# [TEXTAUSZUG]
- - - -

Viele Städte sehen 30er-Zonen als praktisches Mittel, um den Strassenlärm zu reduzieren. Autofahrer ärgern sich allerdings oft über Tempo 30: Unter dem Vorwand des Lärmschutzes würden Autofahrer schikaniert.
Letztes Wochenende lief die 30-jährige Frist ab: So lange hatten Kantone und Gemeinden Zeit, um Strassen gemäss den Lärmschutzgesetzen zu sanieren. Ist seither genug getan worden? «In der Politik denkt man manchmal auch ans Geld», sagt SVP-Nationalrat Ulrich Giezendanner. Für den Lärmschutz an Bahnstrecken seien 2,2 Milliarden ausgebeben worden. Viele Kantone hätten an Autostrassen Lärmschutzfenster einbauen lassen. Und: Auch der Verkehr sei sehr viel leiser geworden, zum Beispiel durch Technik.
«Eine Herkules-Aufgabe»
«Die Politik hat versagt in den letzten 30 Jahren», kontert Bastien Girod von den Grünen. Heute sei immer noch jeder Fünfte von Lärm betroffen. «Das heisst, dass die Politik zu wenig getan hat.»
Beispiel Zürich: Rund 140'000 Personen leben dort über den Lärmgrenzwerten. «Das ist keine zufriedenstellende Situation», sagt die Zürcher FDP-Regierungsrätin Carmen Walker-Späh. Man habe der damaligen Regierung aber auch eine Herkules-Aufgabe auferlegt. In Zürich seien dies 800 Kilometer Strasse, welche lärmsaniert hätten werden sollen. «2017 sind 75 Prozent davon lärmsaniert», sagt Walker-Späh mit Blick auf Girod, «darum finde ich es vermessen, zu sagen, die Behörden hätten nichts getan».

- - - -

# [BEREITGESTELLTES MATERIAL]
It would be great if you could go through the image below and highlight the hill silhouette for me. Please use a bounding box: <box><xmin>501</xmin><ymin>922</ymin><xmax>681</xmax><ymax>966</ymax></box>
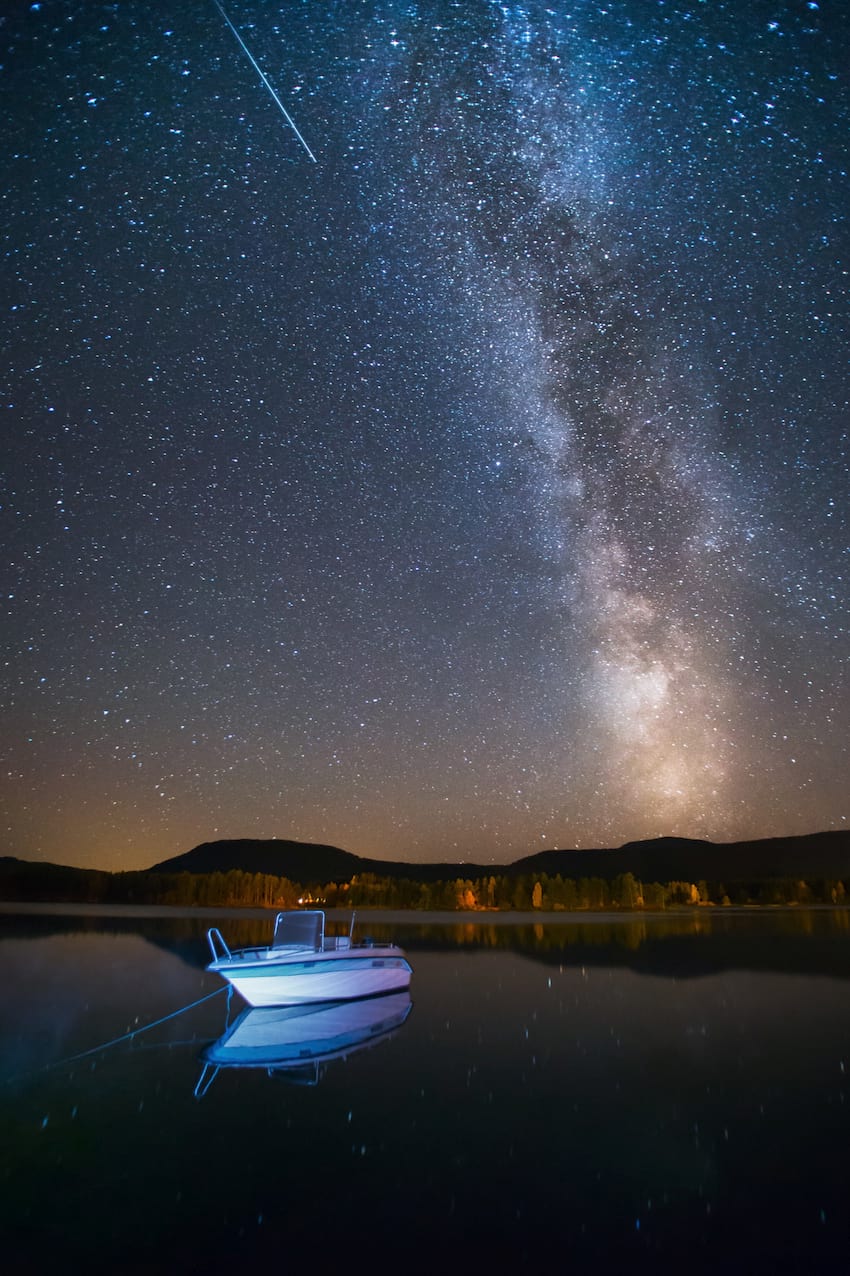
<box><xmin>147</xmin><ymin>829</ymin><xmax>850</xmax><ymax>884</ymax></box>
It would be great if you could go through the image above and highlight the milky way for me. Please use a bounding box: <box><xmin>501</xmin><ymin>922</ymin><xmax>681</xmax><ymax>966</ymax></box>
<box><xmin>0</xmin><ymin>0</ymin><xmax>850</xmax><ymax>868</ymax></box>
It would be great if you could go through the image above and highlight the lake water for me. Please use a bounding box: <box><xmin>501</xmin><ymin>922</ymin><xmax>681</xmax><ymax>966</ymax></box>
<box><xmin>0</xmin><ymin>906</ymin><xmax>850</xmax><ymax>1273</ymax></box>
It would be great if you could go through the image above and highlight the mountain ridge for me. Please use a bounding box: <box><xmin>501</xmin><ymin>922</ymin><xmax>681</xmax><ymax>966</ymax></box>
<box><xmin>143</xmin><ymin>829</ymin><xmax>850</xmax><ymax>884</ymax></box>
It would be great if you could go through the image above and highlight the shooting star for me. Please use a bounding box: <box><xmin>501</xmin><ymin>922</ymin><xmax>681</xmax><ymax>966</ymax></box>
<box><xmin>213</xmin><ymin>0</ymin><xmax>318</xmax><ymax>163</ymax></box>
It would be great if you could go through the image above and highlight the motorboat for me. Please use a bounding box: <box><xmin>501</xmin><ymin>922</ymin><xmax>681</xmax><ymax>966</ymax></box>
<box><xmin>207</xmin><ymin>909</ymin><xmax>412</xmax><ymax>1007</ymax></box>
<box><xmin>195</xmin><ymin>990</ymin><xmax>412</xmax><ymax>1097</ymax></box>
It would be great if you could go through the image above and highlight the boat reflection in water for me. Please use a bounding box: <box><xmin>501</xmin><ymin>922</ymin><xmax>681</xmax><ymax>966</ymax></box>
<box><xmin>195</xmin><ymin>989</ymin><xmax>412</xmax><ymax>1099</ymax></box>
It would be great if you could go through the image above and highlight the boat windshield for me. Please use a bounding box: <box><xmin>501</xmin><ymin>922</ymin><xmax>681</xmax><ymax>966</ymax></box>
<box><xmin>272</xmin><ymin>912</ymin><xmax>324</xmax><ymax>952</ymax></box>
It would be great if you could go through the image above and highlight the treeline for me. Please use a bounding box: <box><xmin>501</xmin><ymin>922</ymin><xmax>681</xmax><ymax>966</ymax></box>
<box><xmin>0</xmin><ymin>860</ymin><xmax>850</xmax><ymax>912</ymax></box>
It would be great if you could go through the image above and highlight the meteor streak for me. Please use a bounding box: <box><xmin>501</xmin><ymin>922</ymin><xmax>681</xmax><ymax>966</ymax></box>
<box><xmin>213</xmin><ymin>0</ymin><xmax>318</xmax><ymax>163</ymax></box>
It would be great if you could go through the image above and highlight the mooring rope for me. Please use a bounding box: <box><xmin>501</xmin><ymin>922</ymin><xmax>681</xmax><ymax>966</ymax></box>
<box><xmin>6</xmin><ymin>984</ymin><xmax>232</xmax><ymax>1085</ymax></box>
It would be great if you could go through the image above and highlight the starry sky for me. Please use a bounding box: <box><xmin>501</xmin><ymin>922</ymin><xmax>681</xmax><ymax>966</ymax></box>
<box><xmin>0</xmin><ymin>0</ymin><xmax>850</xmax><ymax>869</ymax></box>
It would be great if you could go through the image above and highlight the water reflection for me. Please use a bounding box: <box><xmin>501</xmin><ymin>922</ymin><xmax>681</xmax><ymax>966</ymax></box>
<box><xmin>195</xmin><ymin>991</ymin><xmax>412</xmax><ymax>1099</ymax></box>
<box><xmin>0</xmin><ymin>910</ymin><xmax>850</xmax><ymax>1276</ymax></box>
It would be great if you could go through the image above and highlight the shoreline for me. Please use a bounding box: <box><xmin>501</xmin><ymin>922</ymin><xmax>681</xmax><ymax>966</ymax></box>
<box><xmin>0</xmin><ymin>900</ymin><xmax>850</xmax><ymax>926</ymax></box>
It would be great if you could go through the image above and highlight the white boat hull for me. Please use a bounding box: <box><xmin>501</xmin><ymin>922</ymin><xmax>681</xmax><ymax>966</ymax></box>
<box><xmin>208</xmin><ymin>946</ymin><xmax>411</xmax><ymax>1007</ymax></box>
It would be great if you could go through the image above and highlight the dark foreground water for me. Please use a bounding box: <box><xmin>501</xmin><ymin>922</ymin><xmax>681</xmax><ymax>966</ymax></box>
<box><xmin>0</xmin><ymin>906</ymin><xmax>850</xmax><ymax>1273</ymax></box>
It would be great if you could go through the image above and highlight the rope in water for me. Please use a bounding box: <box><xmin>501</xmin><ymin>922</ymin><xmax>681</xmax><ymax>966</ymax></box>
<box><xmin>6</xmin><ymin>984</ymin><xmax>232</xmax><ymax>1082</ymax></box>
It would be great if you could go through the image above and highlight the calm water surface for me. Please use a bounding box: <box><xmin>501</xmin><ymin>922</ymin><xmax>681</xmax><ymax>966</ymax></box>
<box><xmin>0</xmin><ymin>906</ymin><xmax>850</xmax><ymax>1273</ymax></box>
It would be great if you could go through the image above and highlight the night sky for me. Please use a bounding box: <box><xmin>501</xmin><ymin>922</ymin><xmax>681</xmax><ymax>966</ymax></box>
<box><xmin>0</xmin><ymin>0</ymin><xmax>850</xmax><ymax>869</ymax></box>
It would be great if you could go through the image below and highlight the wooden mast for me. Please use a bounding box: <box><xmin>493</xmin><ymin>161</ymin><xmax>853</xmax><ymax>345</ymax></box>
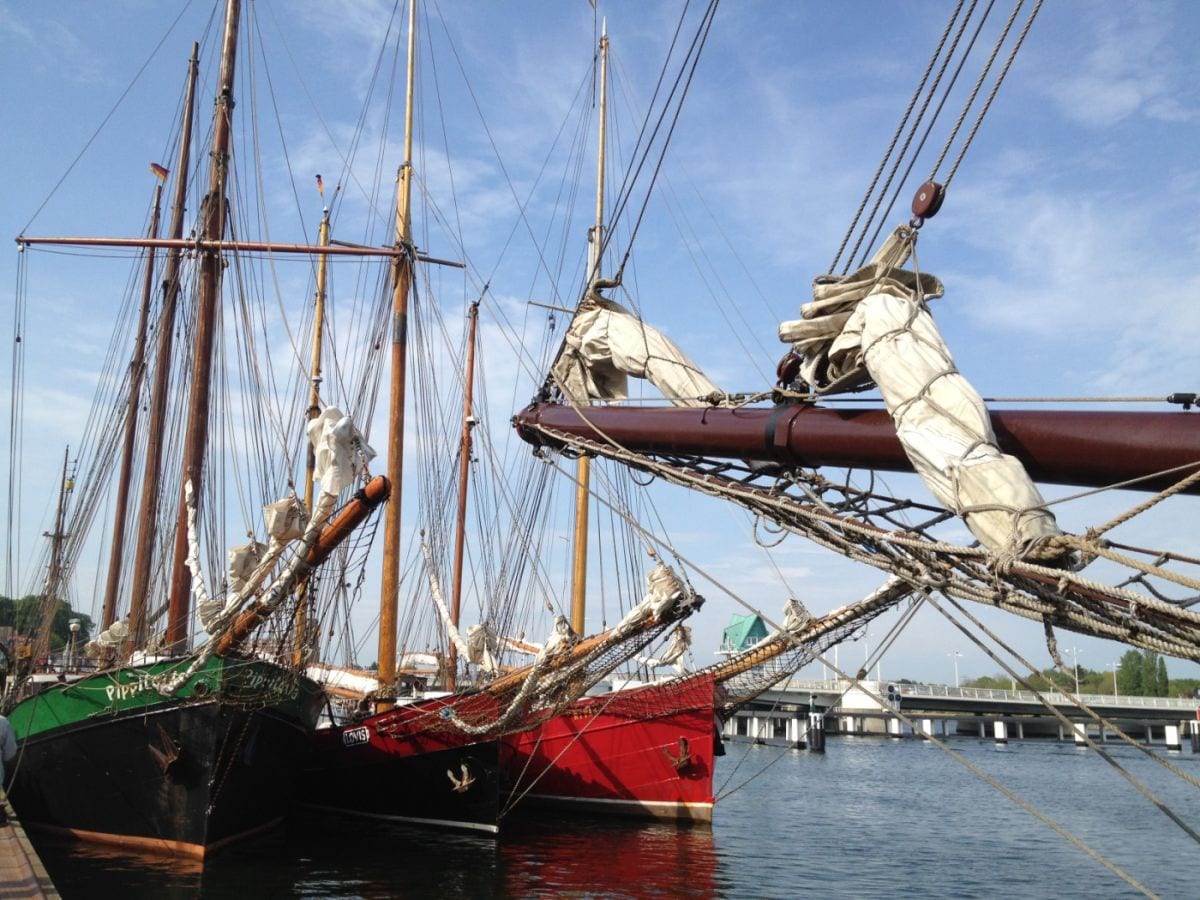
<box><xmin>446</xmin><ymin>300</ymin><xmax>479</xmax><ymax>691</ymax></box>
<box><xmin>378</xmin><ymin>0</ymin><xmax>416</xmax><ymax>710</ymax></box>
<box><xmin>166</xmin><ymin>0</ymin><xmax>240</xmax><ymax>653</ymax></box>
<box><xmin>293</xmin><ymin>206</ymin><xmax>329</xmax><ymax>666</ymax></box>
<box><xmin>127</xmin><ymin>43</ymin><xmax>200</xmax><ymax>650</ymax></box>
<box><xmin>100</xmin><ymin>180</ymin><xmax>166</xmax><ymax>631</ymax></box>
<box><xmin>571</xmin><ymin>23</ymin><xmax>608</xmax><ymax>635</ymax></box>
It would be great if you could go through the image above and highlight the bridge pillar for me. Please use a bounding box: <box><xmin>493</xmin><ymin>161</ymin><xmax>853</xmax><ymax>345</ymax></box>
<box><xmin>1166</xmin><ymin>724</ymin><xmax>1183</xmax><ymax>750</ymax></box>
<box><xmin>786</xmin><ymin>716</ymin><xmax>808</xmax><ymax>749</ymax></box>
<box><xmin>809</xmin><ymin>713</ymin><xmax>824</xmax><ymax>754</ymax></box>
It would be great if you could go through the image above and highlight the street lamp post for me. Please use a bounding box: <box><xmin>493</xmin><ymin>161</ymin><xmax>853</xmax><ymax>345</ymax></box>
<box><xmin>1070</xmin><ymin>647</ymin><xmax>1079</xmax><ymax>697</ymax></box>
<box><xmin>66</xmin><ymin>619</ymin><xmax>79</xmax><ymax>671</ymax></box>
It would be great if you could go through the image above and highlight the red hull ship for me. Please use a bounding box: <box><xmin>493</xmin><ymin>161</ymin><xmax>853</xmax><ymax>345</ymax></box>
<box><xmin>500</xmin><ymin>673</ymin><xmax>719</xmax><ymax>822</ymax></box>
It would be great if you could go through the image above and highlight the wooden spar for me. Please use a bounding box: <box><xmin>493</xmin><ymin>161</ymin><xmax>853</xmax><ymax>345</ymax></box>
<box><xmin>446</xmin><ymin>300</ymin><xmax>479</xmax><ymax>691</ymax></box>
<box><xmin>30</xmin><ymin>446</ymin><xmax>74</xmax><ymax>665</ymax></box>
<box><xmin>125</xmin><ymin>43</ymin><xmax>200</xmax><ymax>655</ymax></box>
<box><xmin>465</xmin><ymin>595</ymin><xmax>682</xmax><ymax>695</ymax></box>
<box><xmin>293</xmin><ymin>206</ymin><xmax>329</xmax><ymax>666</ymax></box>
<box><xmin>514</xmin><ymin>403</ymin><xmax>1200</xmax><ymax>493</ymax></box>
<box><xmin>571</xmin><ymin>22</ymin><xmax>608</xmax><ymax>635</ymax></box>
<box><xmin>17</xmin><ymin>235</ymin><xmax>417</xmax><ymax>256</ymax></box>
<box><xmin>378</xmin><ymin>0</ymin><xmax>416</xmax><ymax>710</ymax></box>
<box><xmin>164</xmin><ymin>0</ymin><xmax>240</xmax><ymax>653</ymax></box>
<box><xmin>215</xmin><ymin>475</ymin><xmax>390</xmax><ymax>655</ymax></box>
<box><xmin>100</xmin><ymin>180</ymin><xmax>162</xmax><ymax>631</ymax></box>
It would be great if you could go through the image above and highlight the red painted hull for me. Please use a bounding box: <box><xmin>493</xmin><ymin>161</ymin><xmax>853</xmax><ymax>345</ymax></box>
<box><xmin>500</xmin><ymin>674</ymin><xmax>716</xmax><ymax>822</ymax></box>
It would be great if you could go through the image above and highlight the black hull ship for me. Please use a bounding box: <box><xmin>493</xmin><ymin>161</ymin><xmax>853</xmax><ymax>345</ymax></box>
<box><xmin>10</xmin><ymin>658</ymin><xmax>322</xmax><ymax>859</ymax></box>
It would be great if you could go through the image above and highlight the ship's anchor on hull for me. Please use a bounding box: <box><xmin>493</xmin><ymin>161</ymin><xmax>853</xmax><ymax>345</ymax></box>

- - - -

Gib aus dem Textauszug über Lärmschutz den Abschnitt von „Letztes Wochenende lief“ bis „Beispiel durch Technik.“ wortgetreu wieder.

# [LÖSUNG]
Letztes Wochenende lief die 30-jährige Frist ab: So lange hatten Kantone und Gemeinden Zeit, um Strassen gemäss den Lärmschutzgesetzen zu sanieren. Ist seither genug getan worden? «In der Politik denkt man manchmal auch ans Geld», sagt SVP-Nationalrat Ulrich Giezendanner. Für den Lärmschutz an Bahnstrecken seien 2,2 Milliarden ausgebeben worden. Viele Kantone hätten an Autostrassen Lärmschutzfenster einbauen lassen. Und: Auch der Verkehr sei sehr viel leiser geworden, zum Beispiel durch Technik.